WHAT IS BEING ASKED
Where does the word "overlay" appear in the data? Copy every line that holds it.
____ INPUT MATERIAL
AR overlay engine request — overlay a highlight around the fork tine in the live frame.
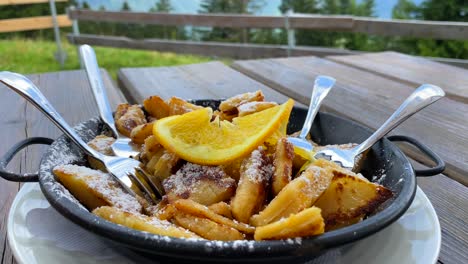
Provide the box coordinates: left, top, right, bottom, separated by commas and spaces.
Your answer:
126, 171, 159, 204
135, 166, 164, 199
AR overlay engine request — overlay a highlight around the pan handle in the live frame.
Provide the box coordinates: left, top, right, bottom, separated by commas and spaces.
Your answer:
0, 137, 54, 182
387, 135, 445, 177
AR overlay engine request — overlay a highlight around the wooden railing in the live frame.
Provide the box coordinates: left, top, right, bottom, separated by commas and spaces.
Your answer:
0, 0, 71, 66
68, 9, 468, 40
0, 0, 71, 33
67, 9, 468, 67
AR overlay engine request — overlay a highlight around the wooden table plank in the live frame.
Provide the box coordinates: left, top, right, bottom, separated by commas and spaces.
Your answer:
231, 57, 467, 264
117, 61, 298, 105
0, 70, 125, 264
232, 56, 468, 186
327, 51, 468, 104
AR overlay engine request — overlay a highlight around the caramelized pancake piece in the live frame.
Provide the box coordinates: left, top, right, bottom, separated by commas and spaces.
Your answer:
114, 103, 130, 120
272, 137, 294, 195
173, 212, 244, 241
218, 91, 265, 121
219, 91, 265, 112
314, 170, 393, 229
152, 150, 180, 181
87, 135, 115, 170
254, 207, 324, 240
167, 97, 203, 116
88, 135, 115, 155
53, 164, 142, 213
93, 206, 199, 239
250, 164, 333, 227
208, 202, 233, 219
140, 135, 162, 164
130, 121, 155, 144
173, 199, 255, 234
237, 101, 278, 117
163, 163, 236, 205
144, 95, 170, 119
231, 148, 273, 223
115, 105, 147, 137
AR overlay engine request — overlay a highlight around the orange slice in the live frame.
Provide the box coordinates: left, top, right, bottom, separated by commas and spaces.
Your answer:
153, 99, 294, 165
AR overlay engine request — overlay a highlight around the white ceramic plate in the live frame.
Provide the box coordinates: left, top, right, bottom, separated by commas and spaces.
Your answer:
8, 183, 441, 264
________
____ INPUT MATERIAL
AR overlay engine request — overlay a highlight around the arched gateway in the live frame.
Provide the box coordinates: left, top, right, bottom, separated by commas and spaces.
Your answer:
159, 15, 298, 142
________
ANSWER TO THIS TASK
AR overlay engine request — overlay a highlight around the fork tine in the live frame.
AR overlay engine request — overlay a highlight around the pan handle in the live frame.
AR overlay engine request — overlay a highlight around the wooden railing in the live frame.
AR overlay engine request — overlay a highlight around the wooden table plank in the live frame.
AR overlay engine request — overlay a highlight around the caramelized pancake piece in the live frame.
AR overlay engine request — overlay a highlight around the orange slice in the live frame.
AR overlay engine request — overlay a highlight around the white ceramic plate in the live frame.
AR overlay engine request — overlay a highlight around the arched gateway in the live frame.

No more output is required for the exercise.